** begin **

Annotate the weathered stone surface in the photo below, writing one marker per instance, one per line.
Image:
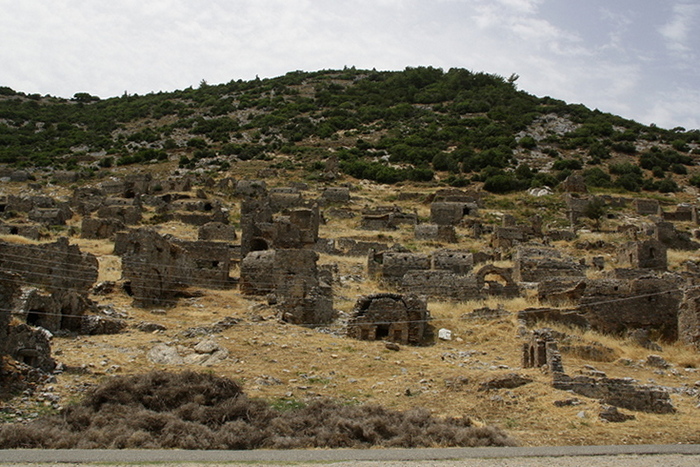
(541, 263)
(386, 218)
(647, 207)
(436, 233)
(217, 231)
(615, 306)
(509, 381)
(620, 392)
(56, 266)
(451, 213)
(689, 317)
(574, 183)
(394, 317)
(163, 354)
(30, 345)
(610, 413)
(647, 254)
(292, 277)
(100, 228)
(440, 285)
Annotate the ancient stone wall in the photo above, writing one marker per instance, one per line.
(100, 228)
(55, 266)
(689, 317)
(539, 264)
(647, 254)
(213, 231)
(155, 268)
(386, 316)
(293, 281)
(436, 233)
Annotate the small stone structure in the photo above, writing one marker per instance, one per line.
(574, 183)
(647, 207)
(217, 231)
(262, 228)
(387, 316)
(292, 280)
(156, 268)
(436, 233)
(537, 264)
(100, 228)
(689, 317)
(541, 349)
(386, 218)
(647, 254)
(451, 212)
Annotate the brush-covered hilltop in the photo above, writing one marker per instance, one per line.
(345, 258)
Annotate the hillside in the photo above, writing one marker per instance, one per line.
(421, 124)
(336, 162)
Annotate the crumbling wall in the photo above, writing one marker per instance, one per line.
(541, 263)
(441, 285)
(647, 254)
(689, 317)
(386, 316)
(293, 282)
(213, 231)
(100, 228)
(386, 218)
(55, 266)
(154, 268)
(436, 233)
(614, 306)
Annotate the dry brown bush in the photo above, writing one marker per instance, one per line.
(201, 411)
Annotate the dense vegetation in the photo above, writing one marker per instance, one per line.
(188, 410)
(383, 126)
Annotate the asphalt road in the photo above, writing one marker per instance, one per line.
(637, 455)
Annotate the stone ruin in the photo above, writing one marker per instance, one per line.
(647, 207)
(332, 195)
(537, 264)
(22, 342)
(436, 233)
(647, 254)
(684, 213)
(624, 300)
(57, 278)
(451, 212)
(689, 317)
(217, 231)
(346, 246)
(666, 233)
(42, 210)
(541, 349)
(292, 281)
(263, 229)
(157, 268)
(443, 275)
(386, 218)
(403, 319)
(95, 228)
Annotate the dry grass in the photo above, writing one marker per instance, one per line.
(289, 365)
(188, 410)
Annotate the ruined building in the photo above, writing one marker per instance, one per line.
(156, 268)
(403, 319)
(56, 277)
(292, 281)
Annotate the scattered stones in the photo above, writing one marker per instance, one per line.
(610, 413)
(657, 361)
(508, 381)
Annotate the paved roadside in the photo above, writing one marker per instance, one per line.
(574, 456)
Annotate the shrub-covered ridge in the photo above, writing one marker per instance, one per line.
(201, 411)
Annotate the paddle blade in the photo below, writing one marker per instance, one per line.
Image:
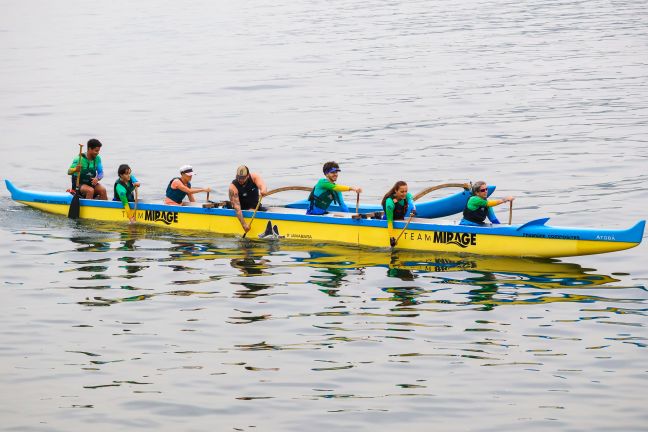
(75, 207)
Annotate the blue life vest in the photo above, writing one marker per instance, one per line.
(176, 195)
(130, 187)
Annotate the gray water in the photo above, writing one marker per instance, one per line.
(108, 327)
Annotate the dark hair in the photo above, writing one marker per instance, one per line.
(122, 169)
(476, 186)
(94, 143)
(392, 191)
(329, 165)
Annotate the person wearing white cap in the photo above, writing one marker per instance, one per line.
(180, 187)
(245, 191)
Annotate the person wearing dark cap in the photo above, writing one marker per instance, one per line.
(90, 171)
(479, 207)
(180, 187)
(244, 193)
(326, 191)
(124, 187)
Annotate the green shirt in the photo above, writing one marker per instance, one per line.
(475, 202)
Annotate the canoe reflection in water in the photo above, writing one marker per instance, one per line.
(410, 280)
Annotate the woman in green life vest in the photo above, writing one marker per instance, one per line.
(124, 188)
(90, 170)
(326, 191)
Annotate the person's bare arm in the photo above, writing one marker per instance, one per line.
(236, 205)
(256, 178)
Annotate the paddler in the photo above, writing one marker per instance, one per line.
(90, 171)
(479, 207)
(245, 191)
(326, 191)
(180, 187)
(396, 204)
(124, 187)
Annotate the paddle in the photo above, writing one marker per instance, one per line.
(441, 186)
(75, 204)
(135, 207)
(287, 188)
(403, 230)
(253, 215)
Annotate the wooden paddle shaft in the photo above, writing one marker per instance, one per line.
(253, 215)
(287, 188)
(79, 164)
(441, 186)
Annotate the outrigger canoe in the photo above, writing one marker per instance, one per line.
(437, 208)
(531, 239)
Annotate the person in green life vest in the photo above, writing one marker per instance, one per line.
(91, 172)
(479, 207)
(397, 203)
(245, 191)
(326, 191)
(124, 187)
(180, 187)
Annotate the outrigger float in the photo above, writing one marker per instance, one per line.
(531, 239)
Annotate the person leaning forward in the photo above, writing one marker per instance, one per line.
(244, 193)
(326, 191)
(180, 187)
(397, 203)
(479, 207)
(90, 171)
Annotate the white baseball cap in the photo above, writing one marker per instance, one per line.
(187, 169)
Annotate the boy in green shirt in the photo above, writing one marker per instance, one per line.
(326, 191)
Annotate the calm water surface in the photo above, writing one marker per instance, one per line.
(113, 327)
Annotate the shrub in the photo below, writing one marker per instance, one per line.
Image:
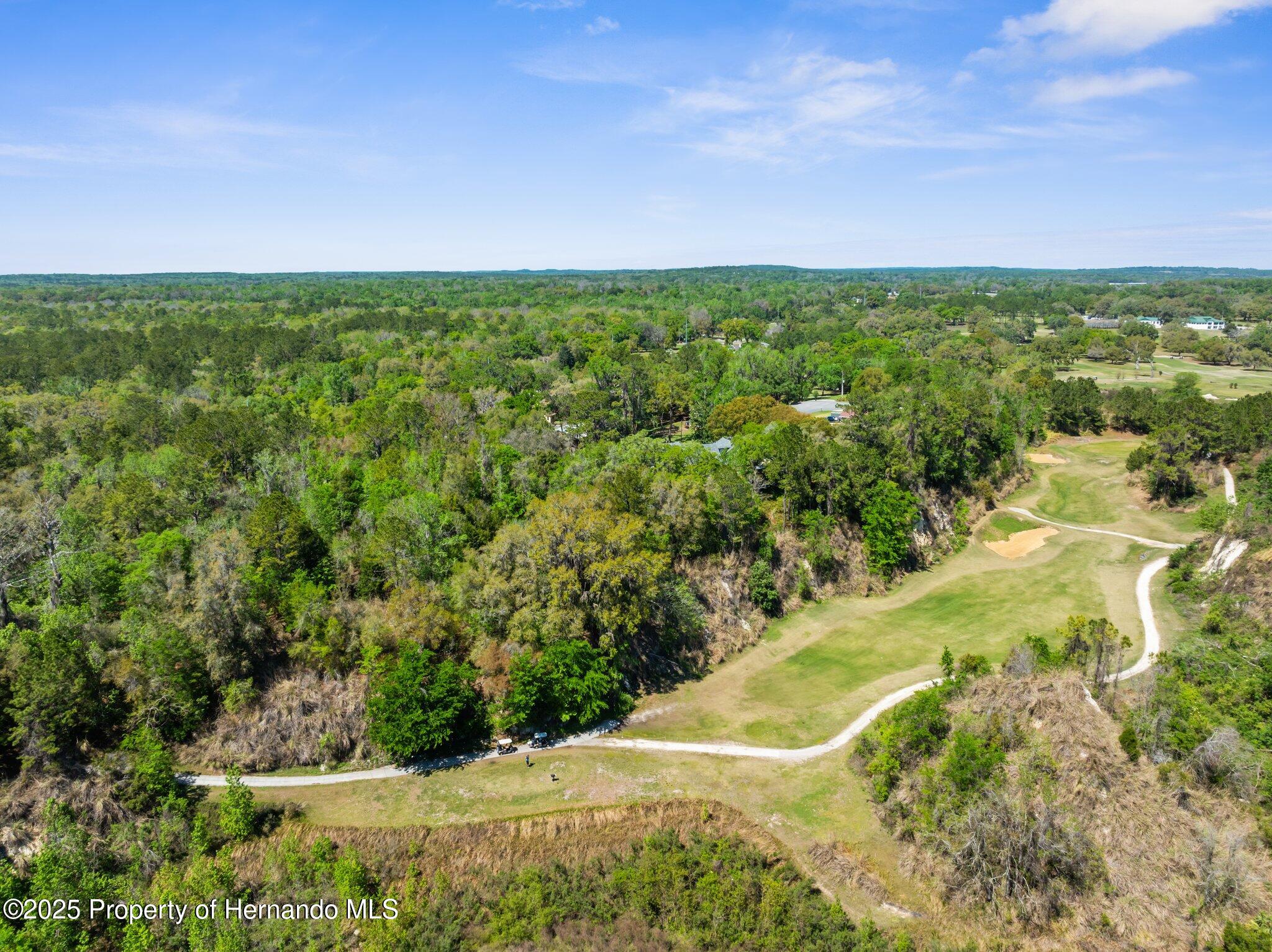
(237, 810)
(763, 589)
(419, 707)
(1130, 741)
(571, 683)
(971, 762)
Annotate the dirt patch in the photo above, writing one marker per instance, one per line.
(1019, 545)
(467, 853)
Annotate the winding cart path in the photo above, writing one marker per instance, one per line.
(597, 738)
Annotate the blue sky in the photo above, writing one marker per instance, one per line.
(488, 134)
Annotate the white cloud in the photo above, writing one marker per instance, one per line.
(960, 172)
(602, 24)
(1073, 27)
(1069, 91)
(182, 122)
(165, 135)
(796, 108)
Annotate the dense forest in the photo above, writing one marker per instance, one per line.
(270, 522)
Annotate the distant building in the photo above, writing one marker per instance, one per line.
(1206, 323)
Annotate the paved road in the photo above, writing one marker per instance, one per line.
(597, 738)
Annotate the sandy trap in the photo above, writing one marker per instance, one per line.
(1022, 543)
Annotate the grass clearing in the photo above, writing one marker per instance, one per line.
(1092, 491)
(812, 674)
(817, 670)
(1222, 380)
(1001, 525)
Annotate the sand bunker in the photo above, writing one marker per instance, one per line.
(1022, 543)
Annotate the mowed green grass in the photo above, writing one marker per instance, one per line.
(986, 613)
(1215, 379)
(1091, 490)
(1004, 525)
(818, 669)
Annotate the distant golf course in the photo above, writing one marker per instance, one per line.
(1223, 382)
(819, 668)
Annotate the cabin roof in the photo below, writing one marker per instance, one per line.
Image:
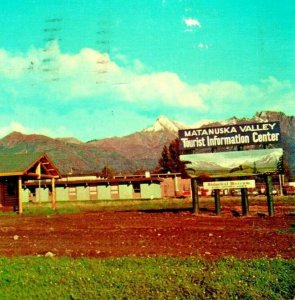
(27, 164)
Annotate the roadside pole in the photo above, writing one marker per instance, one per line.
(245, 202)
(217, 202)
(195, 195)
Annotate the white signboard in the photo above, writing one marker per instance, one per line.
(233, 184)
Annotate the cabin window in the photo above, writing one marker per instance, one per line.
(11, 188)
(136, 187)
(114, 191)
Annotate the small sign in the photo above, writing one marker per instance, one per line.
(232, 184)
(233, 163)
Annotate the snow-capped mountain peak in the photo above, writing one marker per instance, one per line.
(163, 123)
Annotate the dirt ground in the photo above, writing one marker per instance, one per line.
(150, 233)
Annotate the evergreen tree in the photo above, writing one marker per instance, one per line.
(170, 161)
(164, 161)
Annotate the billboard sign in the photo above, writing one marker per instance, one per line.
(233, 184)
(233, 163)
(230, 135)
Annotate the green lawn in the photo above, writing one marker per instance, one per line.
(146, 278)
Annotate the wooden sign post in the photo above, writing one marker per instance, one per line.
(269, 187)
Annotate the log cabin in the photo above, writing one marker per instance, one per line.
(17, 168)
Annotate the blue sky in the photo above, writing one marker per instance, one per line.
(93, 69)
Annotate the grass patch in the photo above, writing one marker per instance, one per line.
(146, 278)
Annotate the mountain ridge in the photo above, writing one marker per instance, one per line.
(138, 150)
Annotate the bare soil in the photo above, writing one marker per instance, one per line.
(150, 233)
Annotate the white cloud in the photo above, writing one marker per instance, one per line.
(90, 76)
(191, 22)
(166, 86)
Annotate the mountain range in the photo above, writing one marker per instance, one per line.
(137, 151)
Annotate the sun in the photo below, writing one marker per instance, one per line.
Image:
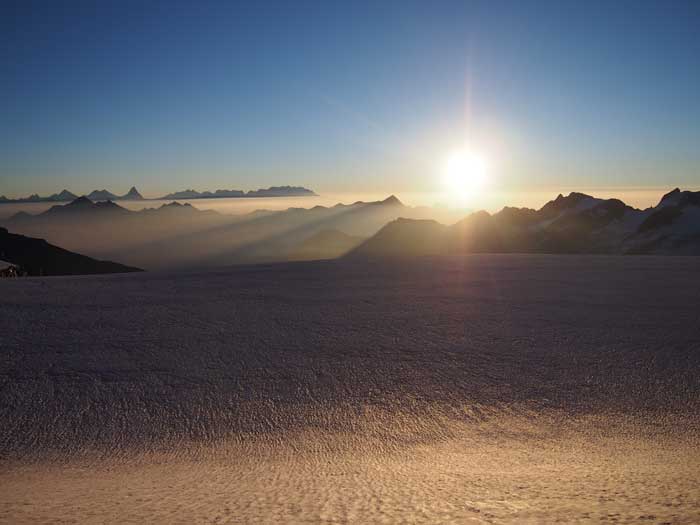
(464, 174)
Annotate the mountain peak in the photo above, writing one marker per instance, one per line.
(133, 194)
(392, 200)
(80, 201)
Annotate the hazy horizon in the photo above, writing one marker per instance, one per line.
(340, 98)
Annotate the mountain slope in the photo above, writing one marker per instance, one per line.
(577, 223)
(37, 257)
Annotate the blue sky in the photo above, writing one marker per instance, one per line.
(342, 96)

** end **

# [WORK TO DO]
Leave out each picture and extract the lines from the one containing "Annotate the log" through the end of the records above, inclusive, exactly as they stand.

# [FINISHED EXERCISE]
Annotate the log cabin in the photo above, writing one marker per instance, one per line.
(17, 168)
Annotate the blue sky in the photo above, writing one marker per instance, one per line.
(93, 69)
Annotate the grass patch in the photo above, writing one marker per instance, one per line.
(146, 278)
Annotate the mountain ridge in the photo above, writing one marker per instance, one per line.
(138, 150)
Annotate the bare soil in the photo above, writing one marker per instance, one per line.
(150, 233)
Annotate the white cloud in the photo above, writing one marker per instance, one per line.
(90, 76)
(191, 22)
(166, 86)
Annotate the mountain range in the photo above, writing one marker per instance, one per line.
(137, 151)
Annotate the sun in the photo below, writing one marker per instance, one per line.
Image:
(464, 174)
Annotate the mountain peak in the photo above, writing one marker per instance, one per line.
(133, 194)
(392, 200)
(80, 201)
Annotate the hazy horizon in the photo above, writing one marker per instance, one per line.
(340, 98)
Annotate the mountain slope in the photo above, writing one marker per instance, one per line.
(577, 223)
(37, 257)
Annotate the blue sky in the photo above, writing one marker per instance, one per line.
(342, 96)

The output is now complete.